··· Trecho do documento ···

O transporte deveria ser realizado de acordo com a capacidade da embarcação, e no

caso da inobservância da quantidade de volumes, o patrão realizaria reclamações, pois este

era responsável pela segurança do carregamento.

O pagamento para cada viagem variava entre 3.000 e 20.000 mil réis, dependendo da

capacidade de volumes que a lancha comportasse. Existem registros de pagamentos

efetuados que ressaltam a não existência de reclamações devido à quantidade de

carregamento em excesso, como no caso da Lancha Paris, que transportou “219 volumes de

carga sem reclamação da parte da mesma”22, e da Lancha Saverne, que transportou 165

volumes de carga também sem reclamação23. Porém, deve-se ressaltar que o número de

volumes para cada lancha variava de acordo com a capacidade de cada embarcação e o tipo

de produto transportado.

··· Dados fornecidos ···

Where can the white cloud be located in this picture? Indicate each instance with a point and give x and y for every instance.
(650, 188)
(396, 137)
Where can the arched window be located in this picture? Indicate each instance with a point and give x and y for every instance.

···

Solicitações:
[1] No trecho sobre o transporte em lanchas, qual lancha transportou 165 volumes de carga sem reclamação?
[2] Como você resumiria em duas frases o trecho sobre o transporte em lanchas?
[3] Retome o trecho sobre o transporte em lanchas a partir do ponto em que ele termina.
Os dados não têm papel algum aqui.

Respostas por tarefa:
[1] A Lancha Saverne.

[2] O transporte devia respeitar a capacidade da embarcação, e o patrão, responsável pela segurança do carregamento, faria reclamações se a quantidade de volumes não fosse observada. O pagamento por viagem variava conforme a capacidade da lancha, e há registros de viagens sem reclamação, como as das lanchas Paris e Saverne, embora o número de volumes dependesse da embarcação e do tipo de produto transportado.

[3]
A questão da capacidade do transporte pode ser percebida no caso da lancha Pará,

com capacidade menor que as lanchas Aurora e Louraine, que teria diminuído o número de

viagens, segundo nota: “deve ser pago somente 3 ½ lanchas à capatazia, no entanto, esta

lancha carregou completa” 24 . Em outras palavras, o responsável pela fiscalização e

contratação da lancha Pará não receberia o pagamento pelo número de viagens realizadas,

já que o contratador deveria ter solicitado uma lancha com maior capacidade e, assim,

diminuir os gastos.

A partir dos indícios encontrados nesses documentos, pode-se compreender a difícil

condição dos catraieiros, visto que os trabalhadores, além de enfrentarem a adversidade das

marés, precisavam de um contratador e corriam o risco de não receber o pagamento

completo, porque pagavam parte do que recebiam quando da compra da passagem

(autorização) para fazer o transporte.

21 Cf. Nota de pagamento de trabalhadores do armazém. Casa Boris, 24 de março de 1904. 22 Cf. Nota de pagamento de trabalhadores do armazém. Casa Boris, 24 de maio de 1904. 23 Cf. Nota de pagamento de trabalhadores do armazém. Casa Boris, 12 de abril de 1904. 24 Cf. Nota de pagamento de trabalhadores do armazém. Casa Boris, 24 de março de 1904.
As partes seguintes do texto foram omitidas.